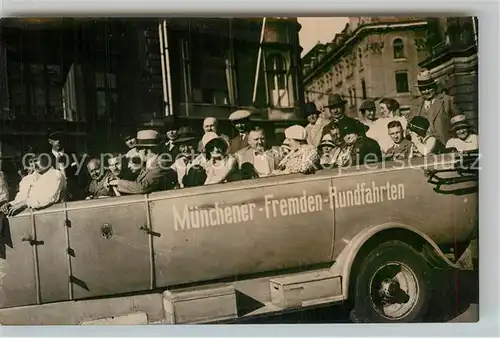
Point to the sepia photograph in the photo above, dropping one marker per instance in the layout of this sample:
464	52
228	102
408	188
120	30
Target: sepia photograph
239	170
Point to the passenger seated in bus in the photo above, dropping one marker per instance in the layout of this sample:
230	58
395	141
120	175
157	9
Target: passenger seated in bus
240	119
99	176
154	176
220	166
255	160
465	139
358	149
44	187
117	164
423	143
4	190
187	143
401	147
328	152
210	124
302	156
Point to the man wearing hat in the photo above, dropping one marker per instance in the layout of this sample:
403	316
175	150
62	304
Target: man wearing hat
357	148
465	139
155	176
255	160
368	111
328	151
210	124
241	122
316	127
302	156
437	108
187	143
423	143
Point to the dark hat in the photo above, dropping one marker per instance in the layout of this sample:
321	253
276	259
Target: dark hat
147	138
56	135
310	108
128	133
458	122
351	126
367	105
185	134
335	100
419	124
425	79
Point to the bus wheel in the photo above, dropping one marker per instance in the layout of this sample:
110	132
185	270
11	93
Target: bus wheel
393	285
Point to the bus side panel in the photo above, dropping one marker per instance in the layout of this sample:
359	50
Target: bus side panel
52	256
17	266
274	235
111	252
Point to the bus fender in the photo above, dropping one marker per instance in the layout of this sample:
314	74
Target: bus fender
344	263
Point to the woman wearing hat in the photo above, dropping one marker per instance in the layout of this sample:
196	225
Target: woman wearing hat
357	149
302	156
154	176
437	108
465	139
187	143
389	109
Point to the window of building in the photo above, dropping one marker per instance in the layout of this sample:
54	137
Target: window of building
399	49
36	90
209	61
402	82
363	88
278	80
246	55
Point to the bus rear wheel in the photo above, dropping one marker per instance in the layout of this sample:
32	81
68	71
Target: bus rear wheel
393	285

--

### Activity
Return the material above in exact form. Pictures stay out.

### Reply
Point to the sepia photograph in the photo above, dropping one marker per instance in the layout of this sample:
464	52
228	102
408	188
120	30
Target: sepia photograph
239	170
Point to the passenger seated in bus in the photo above, dropping one marker per instance in the layout of this sample:
230	58
395	141
120	175
157	9
Target: passenger seated in bus
240	119
99	176
154	176
220	166
255	160
465	139
358	149
44	187
117	164
423	143
4	190
187	143
401	147
328	152
210	124
302	156
Point to the man wearing hat in the photo above, dropping one marker per instance in the layout of this sample:
403	316
175	150
62	304
Target: man wearing hat
357	148
465	139
155	176
255	160
368	111
328	151
210	124
241	122
316	127
302	156
437	108
187	143
423	143
Point to the dark hat in the photo above, dropping one marker per instance in the layout of this sample:
321	253
276	259
Target: dark hat
147	138
56	135
310	108
128	133
458	122
351	126
367	105
185	134
335	100
419	124
425	79
Point to the bus wheel in the photo above, dropping one marker per instance in the layout of this sample:
110	132
185	270
11	93
Target: bus wheel
393	285
Point to the bus side panel in the photo above, dropping one marker per instance in the layout of this sample:
359	50
Target: bus side panel
52	256
17	266
274	235
111	252
Point to the bus fender in the photo above, dropping one marker per instance in the layout of this sample:
314	74
Target: bus fender
344	263
Point to the woman wearing hat in the photo above, dropping one marker per instance in the layout of this sample:
196	225
Target: woman wearing hat
357	149
302	156
154	176
437	108
465	139
187	143
389	109
Point to the window of building in the photo above, dropping one marker per instance in the layout of this sample:
54	137
Target: window of building
399	49
36	90
209	61
402	82
363	88
278	80
246	55
Point to the bus rear wheel in the photo above, dropping one marker per instance in the layout of this sample:
32	81
68	71
Target: bus rear wheel
393	285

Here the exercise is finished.